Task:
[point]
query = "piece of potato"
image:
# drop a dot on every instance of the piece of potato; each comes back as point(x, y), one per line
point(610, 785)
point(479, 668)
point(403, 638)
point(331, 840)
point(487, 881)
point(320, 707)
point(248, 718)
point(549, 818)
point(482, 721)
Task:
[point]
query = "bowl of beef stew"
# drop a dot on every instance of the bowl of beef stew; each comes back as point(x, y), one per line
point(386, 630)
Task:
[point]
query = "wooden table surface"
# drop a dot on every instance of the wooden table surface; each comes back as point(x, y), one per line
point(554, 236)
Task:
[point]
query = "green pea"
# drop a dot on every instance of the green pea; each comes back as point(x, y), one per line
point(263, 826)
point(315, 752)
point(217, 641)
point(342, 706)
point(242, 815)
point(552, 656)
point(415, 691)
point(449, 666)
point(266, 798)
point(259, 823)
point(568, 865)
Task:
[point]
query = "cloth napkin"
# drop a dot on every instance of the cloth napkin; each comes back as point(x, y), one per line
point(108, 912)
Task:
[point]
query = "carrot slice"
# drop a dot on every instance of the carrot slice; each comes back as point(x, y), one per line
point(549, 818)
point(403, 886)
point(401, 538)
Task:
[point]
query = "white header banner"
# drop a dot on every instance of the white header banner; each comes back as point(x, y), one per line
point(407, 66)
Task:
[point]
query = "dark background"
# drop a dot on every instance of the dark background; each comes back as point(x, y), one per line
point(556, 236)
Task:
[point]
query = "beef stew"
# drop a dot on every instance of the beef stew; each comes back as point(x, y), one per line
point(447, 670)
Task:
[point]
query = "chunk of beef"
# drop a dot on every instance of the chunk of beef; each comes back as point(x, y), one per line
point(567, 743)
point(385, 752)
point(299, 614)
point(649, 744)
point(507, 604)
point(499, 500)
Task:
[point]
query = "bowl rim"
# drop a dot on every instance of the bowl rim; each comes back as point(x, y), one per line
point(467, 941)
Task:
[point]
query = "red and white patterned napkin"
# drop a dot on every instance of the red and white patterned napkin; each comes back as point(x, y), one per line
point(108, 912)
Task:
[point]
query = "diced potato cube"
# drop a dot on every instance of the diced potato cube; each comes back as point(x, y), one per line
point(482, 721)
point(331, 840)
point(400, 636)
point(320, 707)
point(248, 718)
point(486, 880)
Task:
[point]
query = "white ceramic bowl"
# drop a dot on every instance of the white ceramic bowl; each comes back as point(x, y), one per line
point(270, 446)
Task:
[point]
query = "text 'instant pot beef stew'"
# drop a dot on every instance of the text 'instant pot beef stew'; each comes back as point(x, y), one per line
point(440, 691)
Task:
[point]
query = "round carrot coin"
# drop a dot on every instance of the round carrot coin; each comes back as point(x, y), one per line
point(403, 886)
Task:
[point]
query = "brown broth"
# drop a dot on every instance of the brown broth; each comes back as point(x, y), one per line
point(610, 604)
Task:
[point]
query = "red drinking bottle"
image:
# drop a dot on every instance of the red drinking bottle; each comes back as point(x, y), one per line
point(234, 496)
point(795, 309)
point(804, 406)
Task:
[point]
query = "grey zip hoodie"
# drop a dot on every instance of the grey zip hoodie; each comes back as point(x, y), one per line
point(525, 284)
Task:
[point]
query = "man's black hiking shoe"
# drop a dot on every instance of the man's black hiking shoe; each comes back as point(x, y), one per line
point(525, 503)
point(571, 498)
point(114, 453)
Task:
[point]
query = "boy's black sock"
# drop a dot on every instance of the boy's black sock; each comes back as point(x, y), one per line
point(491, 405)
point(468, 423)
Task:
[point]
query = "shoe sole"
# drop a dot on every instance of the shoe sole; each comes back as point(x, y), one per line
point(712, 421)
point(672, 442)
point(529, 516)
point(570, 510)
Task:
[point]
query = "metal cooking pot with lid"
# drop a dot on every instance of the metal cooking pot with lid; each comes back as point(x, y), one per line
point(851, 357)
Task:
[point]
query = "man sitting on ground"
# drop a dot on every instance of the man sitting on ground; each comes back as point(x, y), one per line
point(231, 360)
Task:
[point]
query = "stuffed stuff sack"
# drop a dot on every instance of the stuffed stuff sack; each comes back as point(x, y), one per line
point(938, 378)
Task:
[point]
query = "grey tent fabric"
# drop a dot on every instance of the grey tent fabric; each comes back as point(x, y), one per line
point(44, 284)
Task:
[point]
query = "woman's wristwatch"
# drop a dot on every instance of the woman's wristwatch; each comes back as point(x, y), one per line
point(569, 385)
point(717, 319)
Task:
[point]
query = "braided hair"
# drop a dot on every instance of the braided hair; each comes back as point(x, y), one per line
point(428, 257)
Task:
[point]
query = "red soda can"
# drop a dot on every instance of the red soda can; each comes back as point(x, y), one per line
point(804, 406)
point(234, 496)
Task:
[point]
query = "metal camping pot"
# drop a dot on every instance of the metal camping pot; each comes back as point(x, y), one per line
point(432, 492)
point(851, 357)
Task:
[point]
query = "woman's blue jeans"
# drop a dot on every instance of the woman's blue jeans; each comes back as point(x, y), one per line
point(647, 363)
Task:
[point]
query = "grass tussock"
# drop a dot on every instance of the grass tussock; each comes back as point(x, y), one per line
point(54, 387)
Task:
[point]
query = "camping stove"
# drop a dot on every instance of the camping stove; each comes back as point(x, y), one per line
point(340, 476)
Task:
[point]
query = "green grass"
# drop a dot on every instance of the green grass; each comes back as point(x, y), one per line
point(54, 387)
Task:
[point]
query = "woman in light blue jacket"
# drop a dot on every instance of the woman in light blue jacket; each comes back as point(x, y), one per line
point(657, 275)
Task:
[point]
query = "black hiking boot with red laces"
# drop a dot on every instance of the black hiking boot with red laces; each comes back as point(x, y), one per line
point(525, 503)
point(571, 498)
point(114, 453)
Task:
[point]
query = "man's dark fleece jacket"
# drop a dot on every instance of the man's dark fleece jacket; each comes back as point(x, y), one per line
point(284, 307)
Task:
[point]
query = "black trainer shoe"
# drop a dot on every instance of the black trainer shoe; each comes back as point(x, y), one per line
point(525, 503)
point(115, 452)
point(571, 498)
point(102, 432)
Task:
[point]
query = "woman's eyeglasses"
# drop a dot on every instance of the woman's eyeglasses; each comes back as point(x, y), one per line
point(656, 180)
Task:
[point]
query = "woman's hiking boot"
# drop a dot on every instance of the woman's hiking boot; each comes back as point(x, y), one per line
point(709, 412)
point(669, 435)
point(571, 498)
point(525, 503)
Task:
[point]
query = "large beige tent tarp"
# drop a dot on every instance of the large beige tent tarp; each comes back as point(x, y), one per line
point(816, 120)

* **WHAT YOU ARE ASKED TO DO**:
Exact retyping of every entry is required.

* **EXERCISE ANSWER**:
Task:
[point]
query = "piece of potato"
image:
# drop a dot on every instance of the piece of potato; each comes back as point(x, y), one per line
point(610, 785)
point(479, 668)
point(403, 638)
point(331, 840)
point(487, 881)
point(320, 707)
point(248, 718)
point(549, 818)
point(482, 721)
Task:
[point]
query = "bowl of beef stew"
# drop a dot on every instance of the bowl of beef stew; each comes back as point(x, y), one per line
point(386, 630)
Task:
[point]
query = "wooden table surface"
# drop a dot on every instance of the wooden table surface; each comes back as point(x, y), one per line
point(554, 236)
Task:
[point]
query = "green pea"
# drop a dot on every instance of the green pea; each comes back as point(x, y), one per line
point(263, 826)
point(315, 752)
point(217, 641)
point(342, 706)
point(242, 815)
point(552, 656)
point(415, 691)
point(449, 666)
point(266, 798)
point(259, 823)
point(568, 865)
Task:
[point]
query = "cloth napkin"
# drop a dot on every instance of the cloth napkin; each comes back as point(x, y), one per line
point(108, 912)
Task:
[point]
query = "carrot slice"
# drop a dot on every instance of the carrot slice; each comes back as point(x, y), one per line
point(549, 818)
point(403, 886)
point(401, 538)
Task:
[point]
query = "white header banner"
# drop a dot on every instance of the white header banner; each comes back as point(x, y), one per line
point(407, 66)
Task:
[point]
query = "dark background"
# drop a dot on every instance of the dark background; each comes back as point(x, y), one per line
point(556, 236)
Task:
[point]
query = "beef stew"
# drop a dot on every instance of the beef stew; each comes back as point(x, y), one per line
point(447, 670)
Task:
[point]
query = "chunk of beef"
# drop a dot on every instance of the chunk of beef; each comes back as point(x, y), one per line
point(567, 743)
point(385, 752)
point(299, 614)
point(649, 744)
point(507, 604)
point(499, 500)
Task:
[point]
query = "bowl rim"
# drop a dot on every instance of the bowl rim; each comes back as point(x, y), one per line
point(467, 941)
Task:
[point]
query = "red and white patterned napkin"
# drop a dot on every instance of the red and white patterned napkin; each comes back as point(x, y), one per line
point(108, 912)
Task:
[point]
query = "diced potato cube"
# drop a dot on every instance of the diced potato cube; each comes back as point(x, y), one per line
point(482, 721)
point(331, 840)
point(400, 636)
point(320, 707)
point(248, 718)
point(486, 880)
Task:
[point]
query = "white ceramic bowl"
# drop a dot on every instance of the white ceramic bowl; each comes back as point(x, y), one per line
point(270, 446)
Task:
[point]
query = "text 'instant pot beef stew'"
# drop a dot on every instance of the text 'instant pot beef stew'; each comes back as point(x, y), one per line
point(440, 691)
Task:
[point]
query = "round carrot coin"
# drop a dot on every instance of the round carrot coin; each comes back as point(x, y), one per line
point(403, 886)
Task:
[point]
query = "brown broth"
# drop a dot on every instance of the brown broth; each comes back as point(x, y), one per line
point(610, 604)
Task:
[point]
query = "red drinking bottle"
image:
# drop a dot on every instance of the red drinking bottle; each comes back as point(x, y), one per line
point(234, 496)
point(795, 309)
point(804, 406)
Task:
[point]
query = "grey zip hoodie"
# drop a dot on every instance of the grey zip hoodie; each comes back as point(x, y), one per line
point(525, 284)
Task:
[point]
query = "man's black hiking shoe"
# drop a dot on every instance of the man's black hiking shoe; each comes back as point(x, y), one per line
point(525, 503)
point(571, 498)
point(114, 453)
Task:
[point]
query = "boy's black sock"
# drop a dot on every instance of the boy's black sock; each comes back as point(x, y), one per line
point(491, 405)
point(468, 423)
Task:
[point]
query = "shoe sole"
# drop a dot on every instance of the shoe sole; each comes back as point(x, y), one per line
point(712, 421)
point(672, 442)
point(529, 516)
point(570, 510)
Task:
[point]
query = "metal cooking pot with lid"
# drop a dot on every instance of the metal cooking pot with lid; each comes back as point(x, y), one per line
point(851, 357)
Task:
[point]
query = "man sitting on ground"
# drop a dot on every instance of the man sitting on ground; each comes back as point(x, y), one per line
point(231, 360)
Task:
[point]
query = "stuffed stuff sack"
# drop a dot on every instance of the stuffed stuff sack; each comes back as point(x, y), one per line
point(938, 378)
Task:
[point]
query = "grey tent fabric"
# drop a dot on every instance of the grey tent fabric; each comes back as point(x, y), one per line
point(44, 284)
Task:
[point]
query = "woman's wristwatch"
# drop a dot on every instance of the woman's wristwatch; each comes back as point(x, y), one per line
point(569, 385)
point(717, 319)
Task:
[point]
query = "braided hair"
# drop a dot on every instance of the braided hair; each comes back as point(x, y), one per line
point(428, 257)
Task:
[point]
query = "red soda can"
# drop a dot on every instance of the red soda can; each comes back as point(x, y), one per line
point(804, 406)
point(234, 496)
Task:
[point]
query = "metal camping pot"
# drop a dot on every instance of the metal camping pot; each comes back as point(x, y), one per line
point(432, 492)
point(851, 357)
Task:
[point]
query = "woman's blue jeans"
# drop a dot on every instance of the woman's blue jeans; each comes back as point(x, y), one per line
point(647, 363)
Task:
[point]
query = "grass tussock"
# drop a dot on every instance of the grass tussock; each comes back as point(x, y), one per line
point(54, 387)
Task:
[point]
query = "camping stove"
# drop a dot on every instance of the camping stove; each comes back as point(x, y), one per line
point(340, 476)
Task:
[point]
query = "green grass"
# drop a dot on every instance of the green grass; each comes back as point(x, y), one per line
point(54, 387)
Task:
[point]
query = "woman in light blue jacket"
# drop a dot on every instance of the woman in light blue jacket; each comes back as point(x, y), one per line
point(657, 275)
Task:
[point]
query = "black hiking boot with red laces"
# drop a dot on every instance of the black hiking boot with red laces; each comes back as point(x, y), one per line
point(525, 503)
point(571, 498)
point(114, 453)
Task:
[point]
query = "man's dark fleece jacket"
# drop a dot on every instance of the man's dark fleece jacket; each comes back as point(x, y), one per line
point(284, 307)
Task:
[point]
query = "black trainer shoe"
# drop a dot on every instance of the black trainer shoe; each comes back as point(x, y), one per line
point(525, 503)
point(115, 452)
point(571, 498)
point(102, 432)
Task:
[point]
query = "woman's eyeglasses"
# drop a dot on every instance of the woman's eyeglasses; each comes back as point(x, y), one per line
point(656, 180)
Task:
[point]
query = "woman's hiking boot"
# drop a dot on every instance of the woman's hiking boot; each comes back as point(x, y), one per line
point(709, 412)
point(669, 435)
point(571, 498)
point(525, 503)
Task:
[point]
query = "large beige tent tarp"
# drop a dot on every instance of the large beige tent tarp; each comes back as point(x, y), one per line
point(816, 120)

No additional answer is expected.